[start of EXERCISE INPUT]

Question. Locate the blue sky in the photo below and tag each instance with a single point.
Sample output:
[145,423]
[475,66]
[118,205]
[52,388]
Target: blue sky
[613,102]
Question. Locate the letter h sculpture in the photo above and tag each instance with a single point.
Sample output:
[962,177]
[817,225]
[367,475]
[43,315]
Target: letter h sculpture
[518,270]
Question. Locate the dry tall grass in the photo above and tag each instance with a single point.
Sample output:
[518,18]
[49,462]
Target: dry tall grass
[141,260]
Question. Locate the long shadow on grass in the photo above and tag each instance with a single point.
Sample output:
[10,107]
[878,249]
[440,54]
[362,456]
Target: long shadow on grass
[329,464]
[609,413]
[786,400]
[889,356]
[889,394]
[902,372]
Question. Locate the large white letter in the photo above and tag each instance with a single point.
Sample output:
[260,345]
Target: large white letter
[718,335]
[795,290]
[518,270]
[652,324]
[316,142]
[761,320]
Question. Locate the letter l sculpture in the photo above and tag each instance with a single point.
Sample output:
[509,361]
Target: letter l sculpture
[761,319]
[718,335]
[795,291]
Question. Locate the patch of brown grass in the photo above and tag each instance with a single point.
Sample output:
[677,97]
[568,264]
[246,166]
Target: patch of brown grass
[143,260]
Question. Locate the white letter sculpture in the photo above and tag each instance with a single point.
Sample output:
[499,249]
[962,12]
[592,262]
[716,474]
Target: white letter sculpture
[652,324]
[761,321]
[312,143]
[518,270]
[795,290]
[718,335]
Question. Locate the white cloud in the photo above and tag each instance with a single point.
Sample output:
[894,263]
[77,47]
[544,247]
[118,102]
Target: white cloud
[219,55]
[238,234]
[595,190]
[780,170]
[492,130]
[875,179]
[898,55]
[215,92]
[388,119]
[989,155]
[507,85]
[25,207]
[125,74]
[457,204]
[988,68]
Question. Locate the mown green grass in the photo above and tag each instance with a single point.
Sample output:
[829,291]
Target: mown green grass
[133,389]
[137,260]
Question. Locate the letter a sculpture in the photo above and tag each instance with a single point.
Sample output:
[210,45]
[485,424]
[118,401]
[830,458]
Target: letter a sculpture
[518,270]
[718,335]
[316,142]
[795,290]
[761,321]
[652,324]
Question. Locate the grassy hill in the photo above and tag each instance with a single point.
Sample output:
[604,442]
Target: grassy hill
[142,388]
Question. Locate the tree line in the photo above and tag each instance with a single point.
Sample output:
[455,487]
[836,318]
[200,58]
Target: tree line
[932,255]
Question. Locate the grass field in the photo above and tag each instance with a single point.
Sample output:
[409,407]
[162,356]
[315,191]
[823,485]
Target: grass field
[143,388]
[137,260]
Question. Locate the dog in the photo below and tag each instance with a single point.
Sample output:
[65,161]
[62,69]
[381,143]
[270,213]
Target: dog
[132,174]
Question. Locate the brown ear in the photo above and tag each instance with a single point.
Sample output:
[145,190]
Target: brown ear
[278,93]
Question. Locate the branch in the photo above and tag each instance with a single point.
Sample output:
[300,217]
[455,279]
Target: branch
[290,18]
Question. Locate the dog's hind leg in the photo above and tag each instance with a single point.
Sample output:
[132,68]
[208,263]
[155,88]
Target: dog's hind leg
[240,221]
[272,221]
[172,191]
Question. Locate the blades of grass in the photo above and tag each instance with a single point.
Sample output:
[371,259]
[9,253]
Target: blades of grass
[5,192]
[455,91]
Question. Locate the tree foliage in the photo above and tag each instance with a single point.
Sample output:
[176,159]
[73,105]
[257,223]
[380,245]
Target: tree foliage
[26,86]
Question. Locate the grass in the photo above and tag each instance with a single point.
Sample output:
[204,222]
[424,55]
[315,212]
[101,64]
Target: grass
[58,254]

[end of EXERCISE INPUT]

*WHAT THE EXERCISE ASKS*. Rewrite the listing from the line with "Question. Locate the grass in" through the last line, inclusive, and shift each answer coordinate point by -79 on both numbers. Leave the sample output coordinates and every other line unchanged.

*WRITTEN SOLUTION*.
Question. Locate the grass in the photo above and tag each instance with a single point.
Sample output:
[204,222]
[424,55]
[315,212]
[101,64]
Target: grass
[-21,175]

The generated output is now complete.